▶ _ИСХОДНЫЙ ОТРЫВОК_
Свои чувства описывал и Иван Алексеевич Бунин, живя в первые послереволюционные дни в Москве после погрома большевиков: «А потом было третье ноября. Каин России, с радостно-безумным остервенением бросивший за тридцать сребреников всю свою душу под ноги дьявола, восторжествовал полностью.
Москва, целую неделю защищаемая горстью юнкеров, целую неделю горевшая и сотрясавшаяся от канонады, сдалась, смирилась.
Всё стихло, все преграды, все заставы божеские и человеческие пали – победители свободно овладели ею, каждой её улицей, каждым её жилищем, и уже водружали свой стяг над её оплотом и святыней, над Кремлём. И не было дня во всей моей жизни страшнее этого дня, – видит Бог, воистину так!…
Я постоял, поглядел – и побрел домой. А ночью, оставшись один, будучи от природы весьма не склонен к слезам, наконец, заплакал и плакал такими страшными и обильными слезами, которых я даже и представить себе не мог.
А потом я плакал на Страстной неделе, уже не один, а вместе со многими и многими, собиравшимися в тёмные вечера, среди тёмной Москвы, с её наглухо запертым Кремлём, по тёмным старым церквам, скудно озарённым красными огоньками свечей, и плакавшими под горькое страстное пение: «Волною морскою… гонителя, мучителя под водою скрыша…»
Сколько стояло тогда в этих церквах людей, прежде никогда не бывавших в них, сколько плакало никогда не плакавших!»
В Петрограде всю зиму 1917—1918 года было холодно и голодно. Вот что об этом написала позже Нина Александровна Тихонова: «В феврале отец впервые подарил мне цветы – как взрослой… С тех пор бледно-розовые тюльпаны – навсегда для меня самые прекрасные цветы в мире.
Эффект, однако, был испорчен ошеломляющей новостью. Через несколько дней меня в сопровождении бабушки, брата, фрейлейн и Ивана Александровича отправили далеко за Урал. В Петрограде жить становилось слишком трудно, и решено было нас послать до весны в Екатеринбург, где проживал дед Тихонов».
Иван Александрович Луи был студентом и домашним учителем Нины. Фрейлейн – прибалтийская гувернантка обучала брата и сестру немецкому языку.
На Урале, в Екатеринбурге, последнем пристанище Царской семьи, тоже власть была уже в руках большевиков. Но там у населения ещё шла прежняя размеренна жизнь по старинным обычаям, как в прежней Руси.

▶ _ПОКАЗАННЫЕ ЗАПИСИ_
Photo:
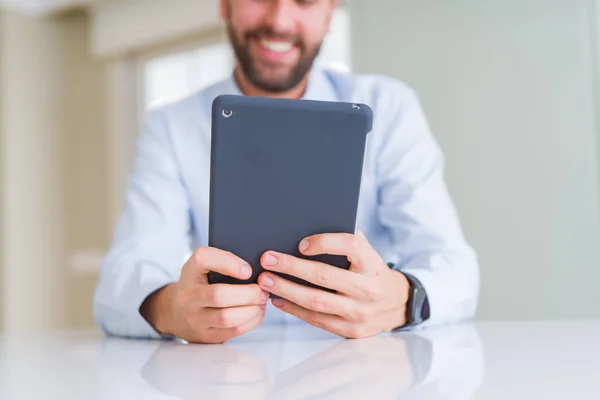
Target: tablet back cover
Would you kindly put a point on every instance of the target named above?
(282, 170)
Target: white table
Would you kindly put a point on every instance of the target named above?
(521, 360)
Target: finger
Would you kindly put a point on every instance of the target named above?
(310, 298)
(230, 317)
(223, 295)
(355, 247)
(331, 323)
(220, 335)
(320, 274)
(206, 259)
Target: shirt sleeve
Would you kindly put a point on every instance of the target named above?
(416, 208)
(151, 237)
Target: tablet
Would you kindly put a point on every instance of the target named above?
(282, 170)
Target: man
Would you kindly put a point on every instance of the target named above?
(406, 217)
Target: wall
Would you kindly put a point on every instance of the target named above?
(1, 183)
(86, 164)
(508, 89)
(32, 214)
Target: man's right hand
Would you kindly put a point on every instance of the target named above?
(193, 310)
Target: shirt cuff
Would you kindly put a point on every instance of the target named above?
(119, 313)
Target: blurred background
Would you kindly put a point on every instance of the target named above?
(511, 89)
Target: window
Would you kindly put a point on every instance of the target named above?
(177, 75)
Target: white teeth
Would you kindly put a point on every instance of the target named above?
(279, 47)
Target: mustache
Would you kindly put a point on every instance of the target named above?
(267, 31)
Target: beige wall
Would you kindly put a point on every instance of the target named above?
(86, 97)
(32, 214)
(1, 184)
(53, 164)
(508, 87)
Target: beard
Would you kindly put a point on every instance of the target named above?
(260, 75)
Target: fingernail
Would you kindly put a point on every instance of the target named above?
(270, 260)
(268, 281)
(304, 245)
(246, 270)
(277, 302)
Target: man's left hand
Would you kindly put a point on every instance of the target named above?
(369, 297)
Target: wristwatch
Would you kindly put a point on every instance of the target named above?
(417, 306)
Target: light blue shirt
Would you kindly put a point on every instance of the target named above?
(404, 209)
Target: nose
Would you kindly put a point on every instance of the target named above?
(281, 16)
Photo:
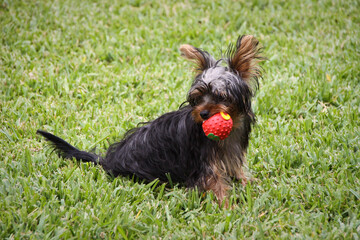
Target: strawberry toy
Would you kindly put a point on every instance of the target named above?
(218, 127)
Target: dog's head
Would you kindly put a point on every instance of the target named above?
(227, 84)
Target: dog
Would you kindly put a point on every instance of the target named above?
(175, 144)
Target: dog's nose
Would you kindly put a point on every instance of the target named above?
(204, 114)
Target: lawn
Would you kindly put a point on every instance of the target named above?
(90, 70)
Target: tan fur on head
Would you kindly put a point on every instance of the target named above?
(246, 57)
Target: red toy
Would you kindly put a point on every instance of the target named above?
(218, 127)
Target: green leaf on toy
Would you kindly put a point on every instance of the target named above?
(213, 137)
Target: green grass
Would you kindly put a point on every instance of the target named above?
(89, 70)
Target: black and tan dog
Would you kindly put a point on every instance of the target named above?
(175, 143)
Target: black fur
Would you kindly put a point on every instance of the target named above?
(175, 143)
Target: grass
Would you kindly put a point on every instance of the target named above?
(89, 70)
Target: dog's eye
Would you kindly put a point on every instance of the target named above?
(220, 98)
(195, 101)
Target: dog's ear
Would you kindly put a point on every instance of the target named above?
(244, 58)
(202, 59)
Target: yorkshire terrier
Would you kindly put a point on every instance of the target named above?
(175, 144)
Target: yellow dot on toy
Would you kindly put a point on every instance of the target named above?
(225, 115)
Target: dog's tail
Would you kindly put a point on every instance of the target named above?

▶ _ЗАДАНИЕ_
Объясните, почему, согласно исходному отрывку, Нину Тихонову отправили из Петрограда в Екатеринбург. Ответ должен занимать от одного до трех предложений.

▶ _ПОЛНЫЙ ОТВЕТ_
В Петрограде жить становилось слишком трудно: всю зиму 1917–1918 годов там было холодно и голодно. Поэтому решили до весны отправить ее с бабушкой, братом, фрейлейн и Иваном Александровичем в Екатеринбург, где жил ее дед Тихонов.